PROBLEMA PLANTEADO 1.
Muestra cada línea de los registros que contenga la palabra "foliage".

SELECCIÓN.
__________________________________________________
La Última Película del Cine Colón.-
(Sic transit gloria mundi).
Vendrá un tiempo, dentro de nada, en que la memoria de los que recuerden el cine siga idéntico camino, el del olvido, que el de los rollos del celuloide y las salas extintas donde se realizaba la función. Que así se llamaba, función de cine.
La importancia que ello tuvo para las
generaciones que lo disfrutamos fue tremenda. Era la única ventana
disponible hacia el mundo de la imagen y en cierto modo al de la
cultura, cuando la radio estaba limitada a tres emisoras y la
televisión, su depredadora natural, quedaba muy lejos. Allí se
ejecutaba el ansiado ritual de fin de semana. Entramos como niños y
salimos adolescentes en la sala oscura, en un blanco y negro que se
extendía fuera hacia la calle, durante unos años terribles en los
que los chicos de mi edad desaparecían paulatinamente sin avisar,
con el exilio laboral forzado de sus padres que poco a poco nos
alcanzaría a casi todos. El cine era el consuelo que nos quedaba, la
droga inofensiva de la ensoñación que nos ofrecían las películas,
junto a los momentos de convivencia, que nos regalaban los largos e
innumerables descansos entre bobina y bobina. Una válvula de
esperanza hacia tiempos mejores o, en todo caso, hacia el titulo del
siguiente domingo.
Nuestro folclore dominaba la cartelera.
El cine de toreros y de copla, que se complementaba con los discos
que el pick up del local repetia hasta grabarlos para siempre en
nuestra cabeza: “El Emigrante” de Valderrama o el “Soy minero”
__________________________________________________
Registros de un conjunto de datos

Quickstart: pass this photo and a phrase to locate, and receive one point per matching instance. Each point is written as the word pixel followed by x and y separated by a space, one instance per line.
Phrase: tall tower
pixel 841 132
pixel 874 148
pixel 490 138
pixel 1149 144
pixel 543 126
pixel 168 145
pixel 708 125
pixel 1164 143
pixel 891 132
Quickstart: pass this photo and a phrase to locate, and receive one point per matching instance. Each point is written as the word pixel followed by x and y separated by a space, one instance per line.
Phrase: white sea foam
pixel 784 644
__________________________________________________
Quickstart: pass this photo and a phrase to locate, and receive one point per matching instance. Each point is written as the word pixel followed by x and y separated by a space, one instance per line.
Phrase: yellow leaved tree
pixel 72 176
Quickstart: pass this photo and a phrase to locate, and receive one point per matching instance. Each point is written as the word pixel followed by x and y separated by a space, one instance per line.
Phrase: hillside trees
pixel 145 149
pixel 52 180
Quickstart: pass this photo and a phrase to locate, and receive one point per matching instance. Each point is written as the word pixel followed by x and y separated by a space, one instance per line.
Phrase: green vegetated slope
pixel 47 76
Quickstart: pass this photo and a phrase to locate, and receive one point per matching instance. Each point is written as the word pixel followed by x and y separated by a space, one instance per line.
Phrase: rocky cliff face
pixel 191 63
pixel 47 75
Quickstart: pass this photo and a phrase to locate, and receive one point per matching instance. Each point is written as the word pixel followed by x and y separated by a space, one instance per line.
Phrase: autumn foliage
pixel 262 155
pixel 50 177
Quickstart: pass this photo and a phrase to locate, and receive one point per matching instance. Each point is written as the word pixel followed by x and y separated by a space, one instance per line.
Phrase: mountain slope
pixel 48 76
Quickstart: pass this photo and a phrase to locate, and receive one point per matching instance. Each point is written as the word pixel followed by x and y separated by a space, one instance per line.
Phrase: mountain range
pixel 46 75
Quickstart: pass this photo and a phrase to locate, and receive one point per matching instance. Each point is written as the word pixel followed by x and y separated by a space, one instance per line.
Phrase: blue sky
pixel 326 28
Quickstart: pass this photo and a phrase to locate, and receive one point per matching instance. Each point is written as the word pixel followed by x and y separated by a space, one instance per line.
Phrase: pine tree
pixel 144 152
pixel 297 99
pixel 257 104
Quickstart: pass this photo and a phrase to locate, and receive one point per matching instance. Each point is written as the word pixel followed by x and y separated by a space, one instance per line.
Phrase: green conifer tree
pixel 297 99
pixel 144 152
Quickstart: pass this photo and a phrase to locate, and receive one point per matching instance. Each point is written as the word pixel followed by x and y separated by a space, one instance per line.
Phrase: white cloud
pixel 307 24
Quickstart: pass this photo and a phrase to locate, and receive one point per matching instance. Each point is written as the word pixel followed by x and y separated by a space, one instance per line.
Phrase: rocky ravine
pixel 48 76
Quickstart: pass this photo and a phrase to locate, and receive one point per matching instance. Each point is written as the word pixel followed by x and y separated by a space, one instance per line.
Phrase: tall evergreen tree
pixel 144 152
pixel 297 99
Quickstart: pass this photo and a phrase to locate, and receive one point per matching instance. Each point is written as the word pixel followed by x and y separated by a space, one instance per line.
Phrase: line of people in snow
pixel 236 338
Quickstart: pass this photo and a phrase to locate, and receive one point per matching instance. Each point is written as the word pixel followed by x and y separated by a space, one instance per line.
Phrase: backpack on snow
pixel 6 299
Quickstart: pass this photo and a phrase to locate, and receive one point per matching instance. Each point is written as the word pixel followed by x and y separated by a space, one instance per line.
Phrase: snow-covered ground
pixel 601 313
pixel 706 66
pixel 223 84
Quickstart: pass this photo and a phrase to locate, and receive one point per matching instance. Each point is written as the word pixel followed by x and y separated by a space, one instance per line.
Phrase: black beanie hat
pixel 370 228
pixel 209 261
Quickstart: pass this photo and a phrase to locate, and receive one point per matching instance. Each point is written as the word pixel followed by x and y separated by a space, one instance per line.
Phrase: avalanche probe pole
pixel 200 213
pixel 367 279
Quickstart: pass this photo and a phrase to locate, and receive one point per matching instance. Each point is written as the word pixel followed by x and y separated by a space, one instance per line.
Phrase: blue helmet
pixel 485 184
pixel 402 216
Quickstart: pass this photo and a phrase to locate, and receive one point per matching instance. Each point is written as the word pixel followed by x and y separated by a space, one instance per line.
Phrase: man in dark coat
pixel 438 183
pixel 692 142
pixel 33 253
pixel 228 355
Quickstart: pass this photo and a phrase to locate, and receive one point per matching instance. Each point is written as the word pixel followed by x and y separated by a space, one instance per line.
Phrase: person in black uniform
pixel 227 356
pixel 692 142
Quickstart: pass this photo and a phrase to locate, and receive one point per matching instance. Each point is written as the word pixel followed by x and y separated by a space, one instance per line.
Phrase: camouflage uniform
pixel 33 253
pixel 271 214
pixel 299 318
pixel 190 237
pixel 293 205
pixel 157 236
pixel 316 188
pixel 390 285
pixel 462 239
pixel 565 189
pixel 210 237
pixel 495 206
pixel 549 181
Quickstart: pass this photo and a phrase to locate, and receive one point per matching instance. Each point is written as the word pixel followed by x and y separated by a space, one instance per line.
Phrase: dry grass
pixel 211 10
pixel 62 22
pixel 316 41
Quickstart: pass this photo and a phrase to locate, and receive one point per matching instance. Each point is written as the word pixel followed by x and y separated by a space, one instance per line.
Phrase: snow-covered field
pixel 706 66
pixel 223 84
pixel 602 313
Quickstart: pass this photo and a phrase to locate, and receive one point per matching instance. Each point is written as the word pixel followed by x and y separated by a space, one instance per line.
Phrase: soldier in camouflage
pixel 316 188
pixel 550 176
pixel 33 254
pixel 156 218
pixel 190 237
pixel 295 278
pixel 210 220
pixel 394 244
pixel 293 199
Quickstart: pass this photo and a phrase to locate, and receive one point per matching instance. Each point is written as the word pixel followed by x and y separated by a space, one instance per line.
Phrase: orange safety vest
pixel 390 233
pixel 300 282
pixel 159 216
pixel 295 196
__________________________________________________
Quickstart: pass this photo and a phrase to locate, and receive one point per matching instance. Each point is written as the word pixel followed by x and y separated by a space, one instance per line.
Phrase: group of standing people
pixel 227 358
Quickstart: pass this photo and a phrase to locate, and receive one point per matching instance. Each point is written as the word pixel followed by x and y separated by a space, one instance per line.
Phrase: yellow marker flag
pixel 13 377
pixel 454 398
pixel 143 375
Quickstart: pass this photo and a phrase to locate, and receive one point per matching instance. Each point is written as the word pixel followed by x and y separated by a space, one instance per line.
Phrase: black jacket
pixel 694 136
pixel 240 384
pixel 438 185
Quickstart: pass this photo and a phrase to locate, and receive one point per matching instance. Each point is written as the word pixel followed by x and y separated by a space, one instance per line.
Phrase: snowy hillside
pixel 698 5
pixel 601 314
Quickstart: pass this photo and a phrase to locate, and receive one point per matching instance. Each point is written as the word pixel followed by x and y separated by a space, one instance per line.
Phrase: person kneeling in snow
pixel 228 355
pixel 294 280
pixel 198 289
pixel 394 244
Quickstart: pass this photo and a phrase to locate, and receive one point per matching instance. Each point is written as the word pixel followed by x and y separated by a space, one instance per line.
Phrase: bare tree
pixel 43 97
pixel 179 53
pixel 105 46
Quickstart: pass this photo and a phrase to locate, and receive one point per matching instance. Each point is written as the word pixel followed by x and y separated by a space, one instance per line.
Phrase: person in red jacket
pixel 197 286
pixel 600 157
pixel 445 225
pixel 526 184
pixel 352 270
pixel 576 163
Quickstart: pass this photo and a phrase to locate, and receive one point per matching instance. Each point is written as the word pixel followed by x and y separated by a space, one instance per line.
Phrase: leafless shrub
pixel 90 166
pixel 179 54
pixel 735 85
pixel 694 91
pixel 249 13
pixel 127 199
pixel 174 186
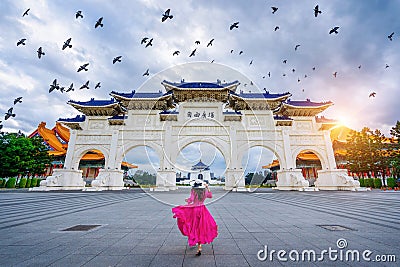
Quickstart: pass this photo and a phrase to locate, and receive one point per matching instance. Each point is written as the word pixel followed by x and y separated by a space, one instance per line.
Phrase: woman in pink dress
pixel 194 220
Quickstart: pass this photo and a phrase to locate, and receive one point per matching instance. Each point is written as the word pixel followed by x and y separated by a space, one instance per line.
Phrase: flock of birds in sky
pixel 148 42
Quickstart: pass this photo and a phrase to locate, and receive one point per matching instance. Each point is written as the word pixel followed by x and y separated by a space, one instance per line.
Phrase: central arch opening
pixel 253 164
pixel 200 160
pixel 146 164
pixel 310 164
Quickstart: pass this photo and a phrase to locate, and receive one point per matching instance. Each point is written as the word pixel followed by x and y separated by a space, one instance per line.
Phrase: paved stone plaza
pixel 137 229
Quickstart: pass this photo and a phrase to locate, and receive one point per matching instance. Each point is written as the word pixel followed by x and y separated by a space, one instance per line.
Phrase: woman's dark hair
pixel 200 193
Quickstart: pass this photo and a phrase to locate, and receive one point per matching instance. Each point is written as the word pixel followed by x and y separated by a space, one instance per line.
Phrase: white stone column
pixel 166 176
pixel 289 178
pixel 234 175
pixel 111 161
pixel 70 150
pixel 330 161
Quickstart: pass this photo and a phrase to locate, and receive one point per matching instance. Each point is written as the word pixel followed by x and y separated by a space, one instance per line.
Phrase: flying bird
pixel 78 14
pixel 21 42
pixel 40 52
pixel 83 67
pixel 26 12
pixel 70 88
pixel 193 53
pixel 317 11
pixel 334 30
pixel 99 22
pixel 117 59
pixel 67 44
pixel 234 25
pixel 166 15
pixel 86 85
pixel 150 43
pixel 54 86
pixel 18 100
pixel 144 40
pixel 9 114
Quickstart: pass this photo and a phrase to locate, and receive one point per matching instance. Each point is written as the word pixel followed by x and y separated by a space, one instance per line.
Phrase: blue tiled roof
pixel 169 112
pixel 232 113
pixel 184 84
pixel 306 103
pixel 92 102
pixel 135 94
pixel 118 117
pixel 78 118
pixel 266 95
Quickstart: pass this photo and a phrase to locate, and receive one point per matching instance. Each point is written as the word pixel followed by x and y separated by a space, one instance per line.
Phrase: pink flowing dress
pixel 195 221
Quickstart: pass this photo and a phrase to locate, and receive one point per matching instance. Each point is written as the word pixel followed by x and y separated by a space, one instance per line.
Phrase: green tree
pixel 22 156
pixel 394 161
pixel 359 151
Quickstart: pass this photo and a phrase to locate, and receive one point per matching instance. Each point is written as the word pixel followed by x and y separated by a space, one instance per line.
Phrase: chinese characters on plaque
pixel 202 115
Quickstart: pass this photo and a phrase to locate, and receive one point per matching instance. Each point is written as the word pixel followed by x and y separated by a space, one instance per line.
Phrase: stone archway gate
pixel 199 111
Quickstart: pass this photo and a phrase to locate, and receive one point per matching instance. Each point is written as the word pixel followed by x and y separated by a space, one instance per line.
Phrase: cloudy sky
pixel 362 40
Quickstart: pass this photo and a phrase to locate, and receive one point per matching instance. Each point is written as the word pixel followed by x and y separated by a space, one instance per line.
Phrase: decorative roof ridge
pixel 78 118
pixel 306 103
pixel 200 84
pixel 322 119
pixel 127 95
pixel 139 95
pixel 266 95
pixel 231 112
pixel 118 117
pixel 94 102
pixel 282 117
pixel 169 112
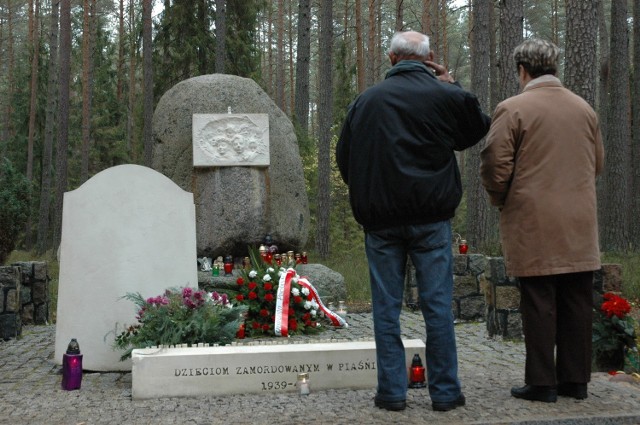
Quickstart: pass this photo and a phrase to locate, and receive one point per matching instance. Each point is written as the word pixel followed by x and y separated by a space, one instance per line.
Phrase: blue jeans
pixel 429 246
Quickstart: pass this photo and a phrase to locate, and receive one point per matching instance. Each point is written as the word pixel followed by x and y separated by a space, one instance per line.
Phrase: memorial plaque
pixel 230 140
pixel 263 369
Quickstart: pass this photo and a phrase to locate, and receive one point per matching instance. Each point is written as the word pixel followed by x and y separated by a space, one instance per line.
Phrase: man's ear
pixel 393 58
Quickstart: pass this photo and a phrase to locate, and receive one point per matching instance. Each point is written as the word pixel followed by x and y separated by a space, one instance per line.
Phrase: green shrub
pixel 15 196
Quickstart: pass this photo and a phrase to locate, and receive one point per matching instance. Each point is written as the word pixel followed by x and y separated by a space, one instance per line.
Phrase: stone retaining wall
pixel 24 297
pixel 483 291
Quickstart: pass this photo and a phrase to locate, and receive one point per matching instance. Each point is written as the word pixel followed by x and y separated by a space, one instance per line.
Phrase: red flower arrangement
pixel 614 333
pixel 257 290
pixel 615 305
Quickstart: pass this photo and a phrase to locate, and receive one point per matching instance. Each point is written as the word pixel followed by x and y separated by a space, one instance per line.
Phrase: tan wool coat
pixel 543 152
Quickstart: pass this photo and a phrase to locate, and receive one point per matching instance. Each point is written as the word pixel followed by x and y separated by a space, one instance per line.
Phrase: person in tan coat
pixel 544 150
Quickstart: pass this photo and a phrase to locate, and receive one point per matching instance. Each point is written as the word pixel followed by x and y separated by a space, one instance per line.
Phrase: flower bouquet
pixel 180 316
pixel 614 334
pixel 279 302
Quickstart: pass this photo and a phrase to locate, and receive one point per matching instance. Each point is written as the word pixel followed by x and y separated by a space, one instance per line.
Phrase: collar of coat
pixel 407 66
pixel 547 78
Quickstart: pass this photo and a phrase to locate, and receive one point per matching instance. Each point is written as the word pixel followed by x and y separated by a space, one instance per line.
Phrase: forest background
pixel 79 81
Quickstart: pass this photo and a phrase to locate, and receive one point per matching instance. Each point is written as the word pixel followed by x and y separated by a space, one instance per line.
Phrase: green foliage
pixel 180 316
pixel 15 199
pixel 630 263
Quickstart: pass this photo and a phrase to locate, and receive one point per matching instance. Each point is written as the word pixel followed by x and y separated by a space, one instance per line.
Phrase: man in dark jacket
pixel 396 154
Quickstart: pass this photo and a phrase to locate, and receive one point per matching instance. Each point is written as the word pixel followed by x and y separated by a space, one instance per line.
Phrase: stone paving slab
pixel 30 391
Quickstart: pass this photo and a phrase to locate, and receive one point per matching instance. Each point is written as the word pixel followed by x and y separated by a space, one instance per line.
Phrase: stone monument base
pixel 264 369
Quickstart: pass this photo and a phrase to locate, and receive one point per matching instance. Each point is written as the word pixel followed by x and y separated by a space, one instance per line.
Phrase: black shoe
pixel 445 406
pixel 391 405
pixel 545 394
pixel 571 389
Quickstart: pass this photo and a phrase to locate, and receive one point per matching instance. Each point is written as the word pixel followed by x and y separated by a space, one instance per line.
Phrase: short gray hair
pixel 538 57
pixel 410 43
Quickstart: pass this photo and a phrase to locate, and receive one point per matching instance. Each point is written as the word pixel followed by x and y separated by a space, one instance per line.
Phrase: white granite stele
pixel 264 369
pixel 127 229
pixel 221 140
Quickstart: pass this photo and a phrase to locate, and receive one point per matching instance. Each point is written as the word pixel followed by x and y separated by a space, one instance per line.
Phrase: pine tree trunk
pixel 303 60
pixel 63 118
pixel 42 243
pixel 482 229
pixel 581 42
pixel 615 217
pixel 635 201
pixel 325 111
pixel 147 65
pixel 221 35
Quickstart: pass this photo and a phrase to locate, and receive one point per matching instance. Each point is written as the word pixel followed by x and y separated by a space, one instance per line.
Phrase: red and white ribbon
__________________________________________________
PROBLEMA PLANTEADO 2.
Vuelve a escribir íntegro el texto sobre el cine Colón, sin cambiar nada.

RESULTADO DEL EJERCICIO 1.
Phrase: autumn foliage
Phrase: green foliage

RESULTADO DEL EJERCICIO 2.
La Última Película del Cine Colón.-
(Sic transit gloria mundi).
Vendrá un tiempo, dentro de nada, en que la memoria de los que recuerden el cine siga idéntico camino, el del olvido, que el de los rollos del celuloide y las salas extintas donde se realizaba la función. Que así se llamaba, función de cine.
La importancia que ello tuvo para las
generaciones que lo disfrutamos fue tremenda. Era la única ventana
disponible hacia el mundo de la imagen y en cierto modo al de la
cultura, cuando la radio estaba limitada a tres emisoras y la
televisión, su depredadora natural, quedaba muy lejos. Allí se
ejecutaba el ansiado ritual de fin de semana. Entramos como niños y
salimos adolescentes en la sala oscura, en un blanco y negro que se
extendía fuera hacia la calle, durante unos años terribles en los
que los chicos de mi edad desaparecían paulatinamente sin avisar,
con el exilio laboral forzado de sus padres que poco a poco nos
alcanzaría a casi todos. El cine era el consuelo que nos quedaba, la
droga inofensiva de la ensoñación que nos ofrecían las películas,
junto a los momentos de convivencia, que nos regalaban los largos e
innumerables descansos entre bobina y bobina. Una válvula de
esperanza hacia tiempos mejores o, en todo caso, hacia el titulo del
siguiente domingo.
Nuestro folclore dominaba la cartelera.
El cine de toreros y de copla, que se complementaba con los discos
que el pick up del local repetia hasta grabarlos para siempre en
nuestra cabeza: “El Emigrante” de Valderrama o el “Soy minero”